----- Фрагмент страницы -----

Это слова не самого Дж. Дж. Так впоследствии, размышляя о далеком прошлом, попытался сформулировать за Томсона его тогдашнюю психологическую позицию семидесятисемилетний Нильс Бор.
...А молодой Бор в часы Кавендишевского обеда всего этого еще не понимал.
Он видел Томсон, и Резерфорд стоят на стульях плечом к плечу, и оба, вместе со всеми, улыбаясь, раскачиваются в такт веселых мелодий. И ничто не омрачало ощущения их духовного единства. И в голову молодого датчанина не могла прокрасться мысль, что его кембриджские неудачи, и уже начавшееся отчуждение от Томсона вовсе не случайность.
А на Резерфорда он смотрел во все глаза совсем не потому, что успел плениться его новыми идеями. Майской статьи новозеландца о структуре атома он не читал. И кавендишевцы не рассказывали ему о том, чего дружно не принимали всерьез. Да он и, в свой черед, был еще увлечен иллюзиями возможного успеха томсоновской модели.
По позднейшему признанию Бора, на него произвела тогда глубокое впечатление сама личность Резерфорда, излучавшая покоряющую энергию. Оп просто с первого взгляда почуял надежность этой силы.
Их не познакомили во время обеда. Подойти представиться Бор не мог. Скорее он провалился бы сквозь землю. Но чувство уже подсказывало ему, что он будет искать новой встречи с этим человеком.
(Если бы интуиция подсказала тогда Резерфорду, что в дальнем конце той обеденной залы сидел спаситель его обреченного атома!)
ВСТРЕЧА В МАНЧЕСТЕРЕ
Наступила глубокая осень. Перемены в природе ясно обозначали бег уходящего времени. В письмах к Маргарет он писал о красных пятнах рябиновых ягод на живых изгородях вдоль Кема. Писал о зрелище одиноких ив, наполненных ветром. «Только вообрази себе все это под величественным небом со стремительно летящими облаками.»
Ему нравилась жизнь, и он сам жаждал движения, деятельности, перемен. Еще он писал о маленьком копенгагенском мальчике, которого отец ведет за руку в церковь послушать рождественскую службу, и ничего не говорит о боге, а просто затем ведет, чтобы малыш не чувствовал себя отличным от других детей. И за этим внезапным воспоминанием детства угадывалось его взрослое одиночество на чужих улицах, и площадях. А Харальду он писал, как остроумна, и содержательна была лекция Томсона о полете гольф-мяча. И за этим чувствовалось желание хоть чем-нибудь утешиться, и хоть, как-нибудь оправдать свое кембриджское сидение. Он полон был молодости, и готовности к единению со всем окружающим, когда бы время не застывало для него в неподвижности на пороге Кавендиша.
От главного Дж. Дж. уклонялся все с той же усталой ласковостью. Диссертация лежала непрочитанной. Новой экспериментальной работы ему, Бору, не предлагали. В его теоретических услугах не нуждались.

----- Извлечённые записи -----

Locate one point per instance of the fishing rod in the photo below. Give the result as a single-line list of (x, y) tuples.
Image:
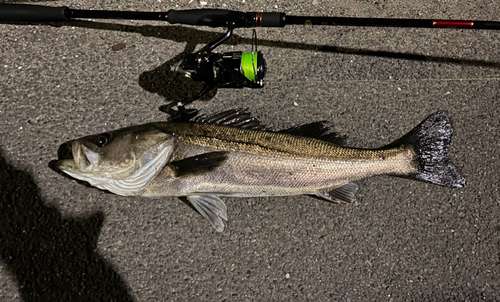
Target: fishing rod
[(229, 69)]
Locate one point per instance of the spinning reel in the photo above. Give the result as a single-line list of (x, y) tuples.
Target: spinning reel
[(219, 70)]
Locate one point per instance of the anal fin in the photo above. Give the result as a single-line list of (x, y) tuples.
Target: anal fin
[(212, 208), (344, 194)]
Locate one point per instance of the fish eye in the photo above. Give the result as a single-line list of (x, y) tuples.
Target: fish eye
[(103, 139)]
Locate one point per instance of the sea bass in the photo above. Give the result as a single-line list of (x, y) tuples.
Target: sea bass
[(231, 154)]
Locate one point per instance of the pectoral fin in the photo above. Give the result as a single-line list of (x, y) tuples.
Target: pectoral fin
[(198, 164), (342, 195), (212, 208)]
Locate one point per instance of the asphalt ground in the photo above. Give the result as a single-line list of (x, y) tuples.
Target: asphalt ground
[(404, 240)]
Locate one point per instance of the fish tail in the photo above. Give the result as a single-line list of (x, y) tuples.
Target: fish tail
[(430, 141)]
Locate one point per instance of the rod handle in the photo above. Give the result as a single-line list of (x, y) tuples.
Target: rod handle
[(30, 13), (207, 17)]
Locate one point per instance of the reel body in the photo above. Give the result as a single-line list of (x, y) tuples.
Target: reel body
[(226, 70)]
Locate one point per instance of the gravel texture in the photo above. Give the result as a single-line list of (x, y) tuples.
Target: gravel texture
[(404, 241)]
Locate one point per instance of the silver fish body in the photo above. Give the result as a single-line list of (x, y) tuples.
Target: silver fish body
[(229, 154)]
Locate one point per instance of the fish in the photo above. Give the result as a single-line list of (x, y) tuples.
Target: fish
[(231, 154)]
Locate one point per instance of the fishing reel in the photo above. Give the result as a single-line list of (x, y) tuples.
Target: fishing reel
[(218, 70)]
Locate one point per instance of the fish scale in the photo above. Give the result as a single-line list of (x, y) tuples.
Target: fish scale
[(211, 157)]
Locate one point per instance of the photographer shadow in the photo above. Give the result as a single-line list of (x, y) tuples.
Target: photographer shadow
[(52, 258)]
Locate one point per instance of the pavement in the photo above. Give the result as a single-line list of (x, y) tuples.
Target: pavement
[(404, 240)]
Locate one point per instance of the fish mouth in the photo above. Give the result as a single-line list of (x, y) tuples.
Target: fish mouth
[(73, 156)]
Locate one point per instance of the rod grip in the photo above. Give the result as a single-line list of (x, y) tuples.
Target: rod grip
[(30, 13), (206, 17)]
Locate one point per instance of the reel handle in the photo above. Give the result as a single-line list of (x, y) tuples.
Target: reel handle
[(33, 13)]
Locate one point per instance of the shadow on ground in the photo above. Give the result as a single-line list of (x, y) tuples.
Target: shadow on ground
[(52, 258), (176, 87)]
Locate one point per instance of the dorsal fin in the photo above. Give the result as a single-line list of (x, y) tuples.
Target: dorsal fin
[(320, 130), (240, 118)]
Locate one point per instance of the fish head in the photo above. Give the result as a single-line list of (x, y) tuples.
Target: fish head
[(121, 161)]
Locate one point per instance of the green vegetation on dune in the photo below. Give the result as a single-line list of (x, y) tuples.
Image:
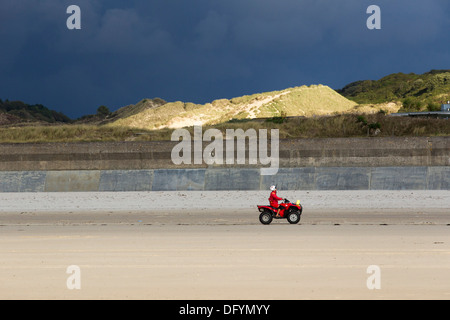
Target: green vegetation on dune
[(359, 109), (417, 92), (342, 125), (298, 101)]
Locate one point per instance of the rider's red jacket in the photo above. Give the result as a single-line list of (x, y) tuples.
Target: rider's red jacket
[(273, 199)]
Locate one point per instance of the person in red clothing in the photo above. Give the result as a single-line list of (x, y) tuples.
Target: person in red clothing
[(273, 199)]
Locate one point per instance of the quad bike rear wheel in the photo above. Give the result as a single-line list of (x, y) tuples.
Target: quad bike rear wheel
[(293, 216), (265, 217)]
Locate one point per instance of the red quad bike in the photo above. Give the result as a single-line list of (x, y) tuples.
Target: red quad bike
[(290, 211)]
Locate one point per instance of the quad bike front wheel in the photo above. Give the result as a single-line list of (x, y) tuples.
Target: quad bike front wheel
[(265, 217), (293, 217)]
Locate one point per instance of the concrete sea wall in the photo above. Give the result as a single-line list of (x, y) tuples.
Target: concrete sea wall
[(305, 164)]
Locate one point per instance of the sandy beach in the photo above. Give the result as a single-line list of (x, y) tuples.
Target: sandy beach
[(210, 245)]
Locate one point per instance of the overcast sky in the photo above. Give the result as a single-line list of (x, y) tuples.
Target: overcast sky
[(202, 50)]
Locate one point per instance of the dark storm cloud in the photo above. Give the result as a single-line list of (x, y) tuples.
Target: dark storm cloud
[(201, 50)]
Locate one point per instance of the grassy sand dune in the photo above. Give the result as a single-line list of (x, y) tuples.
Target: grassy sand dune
[(298, 101)]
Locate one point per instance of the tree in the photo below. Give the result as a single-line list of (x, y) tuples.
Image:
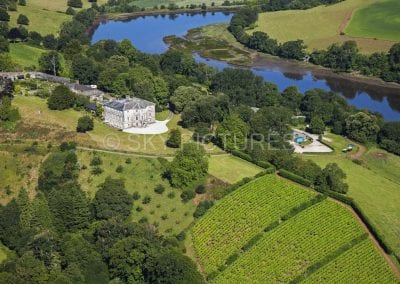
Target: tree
[(189, 164), (49, 41), (75, 3), (332, 178), (174, 139), (182, 96), (362, 127), (4, 45), (50, 62), (61, 98), (85, 123), (22, 20), (4, 16), (232, 133), (112, 200), (317, 125)]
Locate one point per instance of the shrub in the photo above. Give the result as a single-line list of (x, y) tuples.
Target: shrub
[(146, 200), (159, 189)]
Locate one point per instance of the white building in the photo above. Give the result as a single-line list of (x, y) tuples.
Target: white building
[(127, 113)]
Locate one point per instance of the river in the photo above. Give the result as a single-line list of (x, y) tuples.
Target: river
[(147, 33)]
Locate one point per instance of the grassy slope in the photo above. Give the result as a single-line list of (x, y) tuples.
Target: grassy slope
[(375, 186), (59, 125), (141, 175), (45, 16), (25, 55), (379, 20), (231, 169), (318, 27)]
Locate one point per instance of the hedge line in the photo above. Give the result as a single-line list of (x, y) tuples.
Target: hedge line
[(349, 201), (327, 259), (295, 178)]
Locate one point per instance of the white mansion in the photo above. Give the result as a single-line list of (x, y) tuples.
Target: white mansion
[(130, 112)]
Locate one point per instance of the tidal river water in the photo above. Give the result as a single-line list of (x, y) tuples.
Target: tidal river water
[(147, 34)]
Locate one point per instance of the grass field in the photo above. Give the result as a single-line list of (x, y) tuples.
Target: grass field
[(238, 217), (379, 20), (231, 169), (319, 27), (18, 169), (141, 175), (45, 16), (41, 123), (288, 251), (375, 186), (25, 55)]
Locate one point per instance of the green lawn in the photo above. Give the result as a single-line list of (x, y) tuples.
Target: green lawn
[(231, 169), (48, 125), (319, 27), (25, 55), (376, 188), (379, 20), (142, 175)]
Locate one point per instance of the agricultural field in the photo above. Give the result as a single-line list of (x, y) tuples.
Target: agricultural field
[(25, 55), (375, 186), (141, 175), (242, 215), (38, 122), (320, 26), (19, 168), (231, 169), (314, 236), (361, 264), (379, 20), (44, 16)]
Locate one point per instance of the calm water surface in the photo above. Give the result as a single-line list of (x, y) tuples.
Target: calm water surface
[(147, 34)]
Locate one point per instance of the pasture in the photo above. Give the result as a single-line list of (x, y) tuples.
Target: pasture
[(141, 175), (25, 55), (375, 186), (273, 231), (319, 27), (231, 169), (43, 124), (379, 20)]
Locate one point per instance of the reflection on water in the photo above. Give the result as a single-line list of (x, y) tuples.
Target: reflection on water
[(147, 34)]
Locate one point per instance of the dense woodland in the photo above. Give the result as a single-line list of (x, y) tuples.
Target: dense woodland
[(61, 236), (339, 57)]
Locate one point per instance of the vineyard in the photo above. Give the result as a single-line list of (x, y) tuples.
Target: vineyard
[(246, 238), (241, 215)]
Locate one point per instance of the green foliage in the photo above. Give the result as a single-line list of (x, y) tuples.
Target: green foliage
[(189, 165), (22, 20), (85, 123), (174, 139), (112, 200)]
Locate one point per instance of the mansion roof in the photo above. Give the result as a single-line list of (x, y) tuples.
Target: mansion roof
[(127, 104)]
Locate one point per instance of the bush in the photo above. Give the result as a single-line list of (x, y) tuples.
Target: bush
[(136, 195), (200, 189), (159, 189), (85, 123), (146, 200), (187, 195), (294, 177)]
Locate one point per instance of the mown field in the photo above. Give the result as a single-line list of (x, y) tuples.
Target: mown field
[(38, 122), (319, 27), (375, 186), (245, 238), (231, 169), (379, 20), (25, 55)]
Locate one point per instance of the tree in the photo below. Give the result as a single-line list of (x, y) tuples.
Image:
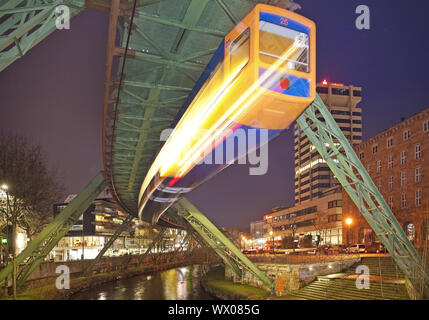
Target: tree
[(288, 242), (32, 186), (306, 242)]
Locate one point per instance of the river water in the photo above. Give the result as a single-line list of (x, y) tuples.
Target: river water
[(174, 284)]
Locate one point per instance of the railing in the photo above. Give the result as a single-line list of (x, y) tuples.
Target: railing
[(300, 258)]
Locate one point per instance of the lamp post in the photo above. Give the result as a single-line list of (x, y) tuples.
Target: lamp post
[(349, 221)]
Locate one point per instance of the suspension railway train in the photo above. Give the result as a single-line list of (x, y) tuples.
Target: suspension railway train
[(261, 77)]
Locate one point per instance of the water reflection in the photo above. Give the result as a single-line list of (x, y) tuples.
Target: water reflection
[(174, 284)]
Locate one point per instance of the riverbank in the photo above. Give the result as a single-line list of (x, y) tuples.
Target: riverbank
[(77, 284), (215, 284)]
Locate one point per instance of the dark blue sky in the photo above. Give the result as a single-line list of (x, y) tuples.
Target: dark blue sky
[(55, 93)]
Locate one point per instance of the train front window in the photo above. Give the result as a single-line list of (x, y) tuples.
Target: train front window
[(240, 52), (282, 43)]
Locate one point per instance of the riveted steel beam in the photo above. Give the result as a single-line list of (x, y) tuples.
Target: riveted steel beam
[(36, 251), (218, 241), (125, 224)]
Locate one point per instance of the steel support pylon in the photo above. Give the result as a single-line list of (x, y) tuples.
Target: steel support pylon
[(157, 238), (325, 135), (229, 253), (26, 23), (36, 251)]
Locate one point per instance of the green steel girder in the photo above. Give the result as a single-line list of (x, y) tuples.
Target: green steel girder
[(175, 39), (27, 23), (36, 251), (125, 224), (157, 238), (230, 254), (325, 135)]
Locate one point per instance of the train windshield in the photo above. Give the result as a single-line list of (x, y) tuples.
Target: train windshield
[(279, 42)]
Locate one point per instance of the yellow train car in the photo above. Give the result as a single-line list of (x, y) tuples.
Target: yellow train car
[(263, 76)]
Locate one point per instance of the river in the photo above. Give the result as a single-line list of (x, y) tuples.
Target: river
[(174, 284)]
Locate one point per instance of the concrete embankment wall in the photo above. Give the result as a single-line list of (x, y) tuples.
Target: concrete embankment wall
[(290, 277), (46, 273)]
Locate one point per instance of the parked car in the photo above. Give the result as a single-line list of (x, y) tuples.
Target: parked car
[(356, 248), (377, 247)]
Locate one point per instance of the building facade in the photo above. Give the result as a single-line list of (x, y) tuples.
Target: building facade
[(397, 160), (312, 174), (321, 219)]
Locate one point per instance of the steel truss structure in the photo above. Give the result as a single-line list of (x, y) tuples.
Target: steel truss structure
[(36, 251), (229, 253), (125, 224), (325, 135), (25, 23), (163, 48)]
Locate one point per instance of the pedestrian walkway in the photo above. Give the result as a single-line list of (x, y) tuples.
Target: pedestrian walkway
[(386, 283)]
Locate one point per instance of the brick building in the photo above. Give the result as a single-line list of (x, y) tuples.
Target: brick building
[(397, 160)]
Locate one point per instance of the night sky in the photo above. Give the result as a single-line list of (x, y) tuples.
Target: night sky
[(54, 95)]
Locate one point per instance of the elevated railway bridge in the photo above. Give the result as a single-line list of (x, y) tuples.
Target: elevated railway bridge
[(157, 50)]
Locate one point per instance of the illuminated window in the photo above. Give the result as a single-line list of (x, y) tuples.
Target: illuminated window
[(417, 175), (407, 135), (379, 183), (403, 157), (390, 162), (240, 52), (410, 230), (417, 152), (279, 42), (390, 201), (390, 183), (403, 200), (403, 179), (426, 126)]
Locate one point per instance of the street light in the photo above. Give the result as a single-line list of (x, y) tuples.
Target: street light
[(349, 222)]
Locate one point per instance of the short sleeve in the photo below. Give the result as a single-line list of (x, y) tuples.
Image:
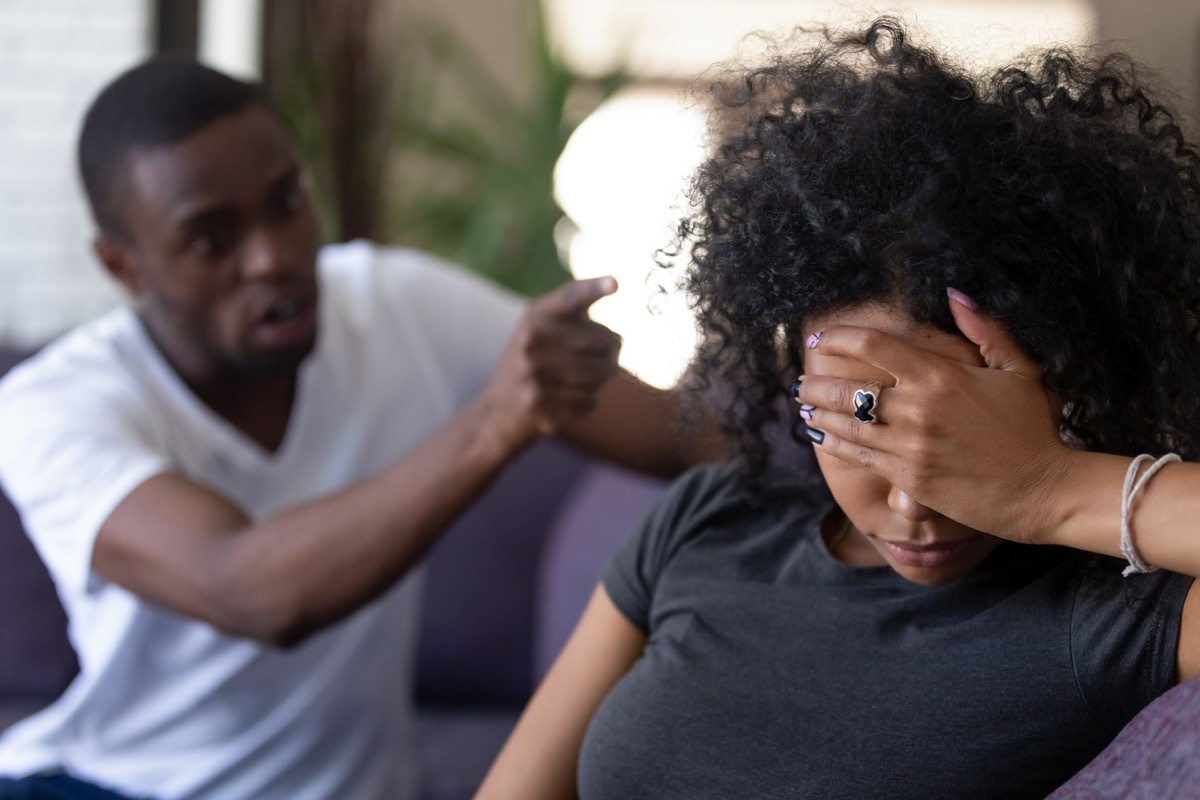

-----

■ **Задачи для работы**:
1) Объясните по фрагменту о Боре, зачем отец ведёт маленького копенгагенского мальчика в церковь на рождественскую службу. Уложитесь в одно–три предложения.
2) Назовите число строк листинга, в которых встречается слово «lawn», с учётом регистра букв. Дайте только число.
Текст и листинг между собой никак не связаны.

■ **Итоговые ответы**:
1) О боге отец ничего не говорит. Он ведёт малыша в церковь только затем, чтобы тот не чувствовал себя отличным от других детей.

2) 2